--- LISTED ENTRIES Enclosed Below ---

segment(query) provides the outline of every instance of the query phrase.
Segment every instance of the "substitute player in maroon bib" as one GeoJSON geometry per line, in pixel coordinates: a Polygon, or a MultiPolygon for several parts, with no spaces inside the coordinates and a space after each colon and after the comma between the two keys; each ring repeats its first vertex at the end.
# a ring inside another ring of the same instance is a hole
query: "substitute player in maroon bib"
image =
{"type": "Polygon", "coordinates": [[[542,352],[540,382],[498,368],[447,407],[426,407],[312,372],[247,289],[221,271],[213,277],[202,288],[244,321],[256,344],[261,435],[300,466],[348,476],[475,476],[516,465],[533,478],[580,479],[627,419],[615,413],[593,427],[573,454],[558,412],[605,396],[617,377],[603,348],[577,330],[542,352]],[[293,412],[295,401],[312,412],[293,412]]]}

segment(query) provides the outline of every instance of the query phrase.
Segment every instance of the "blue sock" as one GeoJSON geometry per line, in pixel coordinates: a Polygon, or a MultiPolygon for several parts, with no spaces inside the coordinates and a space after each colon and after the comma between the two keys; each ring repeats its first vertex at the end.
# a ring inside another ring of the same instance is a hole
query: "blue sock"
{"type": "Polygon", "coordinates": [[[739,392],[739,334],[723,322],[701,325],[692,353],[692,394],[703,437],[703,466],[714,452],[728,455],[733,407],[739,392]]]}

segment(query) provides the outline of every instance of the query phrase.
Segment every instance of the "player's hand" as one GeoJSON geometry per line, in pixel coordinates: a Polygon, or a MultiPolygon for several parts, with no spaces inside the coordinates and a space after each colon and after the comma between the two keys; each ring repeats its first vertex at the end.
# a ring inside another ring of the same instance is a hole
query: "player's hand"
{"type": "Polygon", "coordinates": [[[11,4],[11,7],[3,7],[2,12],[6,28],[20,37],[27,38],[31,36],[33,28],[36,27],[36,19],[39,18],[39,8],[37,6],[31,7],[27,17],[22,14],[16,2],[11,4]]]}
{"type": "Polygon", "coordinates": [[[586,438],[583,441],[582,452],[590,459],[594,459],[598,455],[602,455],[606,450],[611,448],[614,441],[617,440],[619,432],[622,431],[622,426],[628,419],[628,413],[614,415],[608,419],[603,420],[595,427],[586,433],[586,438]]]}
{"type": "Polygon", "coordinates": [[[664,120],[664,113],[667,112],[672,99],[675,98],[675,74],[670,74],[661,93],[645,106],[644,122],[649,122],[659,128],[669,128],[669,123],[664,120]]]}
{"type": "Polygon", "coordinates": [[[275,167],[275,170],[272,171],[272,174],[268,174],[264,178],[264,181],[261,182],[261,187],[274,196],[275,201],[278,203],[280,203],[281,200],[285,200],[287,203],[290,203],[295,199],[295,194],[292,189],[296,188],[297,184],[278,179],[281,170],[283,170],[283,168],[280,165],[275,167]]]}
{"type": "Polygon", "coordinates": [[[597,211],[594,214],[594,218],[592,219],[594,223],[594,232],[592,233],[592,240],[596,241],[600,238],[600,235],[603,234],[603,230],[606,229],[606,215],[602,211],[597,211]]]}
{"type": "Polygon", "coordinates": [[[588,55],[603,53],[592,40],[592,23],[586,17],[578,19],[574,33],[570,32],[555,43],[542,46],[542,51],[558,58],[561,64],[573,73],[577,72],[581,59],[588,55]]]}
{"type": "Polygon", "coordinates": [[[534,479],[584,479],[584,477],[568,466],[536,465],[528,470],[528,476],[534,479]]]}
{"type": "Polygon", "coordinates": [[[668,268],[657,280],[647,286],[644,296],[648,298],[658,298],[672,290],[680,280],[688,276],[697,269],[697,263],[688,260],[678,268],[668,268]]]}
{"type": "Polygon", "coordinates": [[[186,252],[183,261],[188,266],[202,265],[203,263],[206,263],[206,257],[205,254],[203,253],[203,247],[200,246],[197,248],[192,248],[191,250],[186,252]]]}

--- End of Enclosed LISTED ENTRIES ---

### [WHAT YOU ARE ASKED TO DO]
Repeat the records, every one of them, without any deviation.

### [PROBLEM SOLUTION]
segment(query) provides the outline of every instance of the query phrase.
Segment every instance of the "substitute player in maroon bib" as one GeoJSON geometry per line, in pixel coordinates: a Polygon, or a MultiPolygon for several parts, with no spaces inside the coordinates and a space after each colon and after the comma between the two keys; each ring repeats its first vertex at the end.
# a ring inside another ring of the same instance is a hole
query: "substitute player in maroon bib"
image =
{"type": "Polygon", "coordinates": [[[542,352],[540,382],[498,368],[447,407],[426,407],[312,372],[247,289],[221,271],[213,277],[202,288],[244,321],[256,344],[261,435],[300,466],[348,476],[475,476],[516,465],[533,478],[580,479],[627,419],[615,413],[593,427],[573,454],[558,412],[605,396],[617,377],[603,348],[577,330],[542,352]],[[293,412],[295,401],[312,412],[293,412]]]}

segment(query) provides the outline of every instance of the query phrase.
Segment every instance of the "blue sock" as one GeoJSON geometry per line, in pixel coordinates: a Polygon, or a MultiPolygon for several parts, with no spaces inside the coordinates and a space after each colon and after the comma between the two keys; each ring repeats its first vertex at the end.
# a ring inside another ring of the same instance is a hole
query: "blue sock"
{"type": "Polygon", "coordinates": [[[739,392],[739,334],[723,322],[701,325],[692,353],[692,394],[703,437],[703,466],[714,452],[728,455],[733,407],[739,392]]]}

segment(query) provides the outline of every instance of the query phrase.
Segment every instance of the "player's hand" as one GeoJSON geometry per line, in pixel coordinates: a Polygon, or a MultiPolygon for several parts, with no spaces inside the coordinates and a space after each colon and after the comma between the two keys; each ring repeats its first vertex at the end.
# a ring inside another ring of the same instance is a hole
query: "player's hand"
{"type": "Polygon", "coordinates": [[[11,4],[11,7],[3,7],[2,12],[6,28],[20,37],[27,38],[31,36],[33,28],[36,27],[36,19],[39,18],[39,8],[37,6],[31,7],[27,17],[22,14],[16,2],[11,4]]]}
{"type": "Polygon", "coordinates": [[[586,438],[583,441],[582,452],[590,459],[594,459],[598,455],[602,455],[606,450],[611,448],[614,441],[617,440],[619,432],[622,431],[622,426],[628,419],[628,413],[614,415],[608,419],[603,420],[595,427],[586,433],[586,438]]]}
{"type": "Polygon", "coordinates": [[[664,120],[664,113],[667,112],[672,99],[675,98],[675,74],[670,74],[661,93],[645,106],[644,122],[649,122],[659,128],[669,128],[669,123],[664,120]]]}
{"type": "Polygon", "coordinates": [[[275,167],[275,170],[272,171],[272,174],[268,174],[264,178],[264,181],[261,182],[261,187],[274,196],[275,201],[278,203],[280,203],[281,200],[285,200],[287,203],[290,203],[295,199],[295,194],[292,189],[296,188],[297,184],[278,179],[281,170],[283,170],[283,168],[280,165],[275,167]]]}
{"type": "Polygon", "coordinates": [[[597,211],[594,214],[594,218],[592,219],[594,223],[594,232],[592,233],[592,240],[596,241],[600,238],[600,235],[603,234],[603,230],[606,229],[606,215],[602,211],[597,211]]]}
{"type": "Polygon", "coordinates": [[[588,55],[603,53],[592,40],[592,23],[586,17],[578,19],[574,33],[570,32],[555,43],[542,46],[542,51],[558,58],[561,64],[573,73],[577,72],[581,59],[588,55]]]}
{"type": "Polygon", "coordinates": [[[534,479],[584,479],[584,477],[568,466],[536,465],[528,470],[528,476],[534,479]]]}
{"type": "Polygon", "coordinates": [[[668,268],[657,280],[647,286],[644,296],[648,298],[658,298],[672,290],[680,280],[688,276],[697,269],[697,263],[688,260],[678,268],[668,268]]]}
{"type": "Polygon", "coordinates": [[[186,252],[183,261],[188,266],[202,265],[203,263],[206,263],[206,257],[205,254],[203,253],[203,247],[200,246],[197,248],[192,248],[191,250],[186,252]]]}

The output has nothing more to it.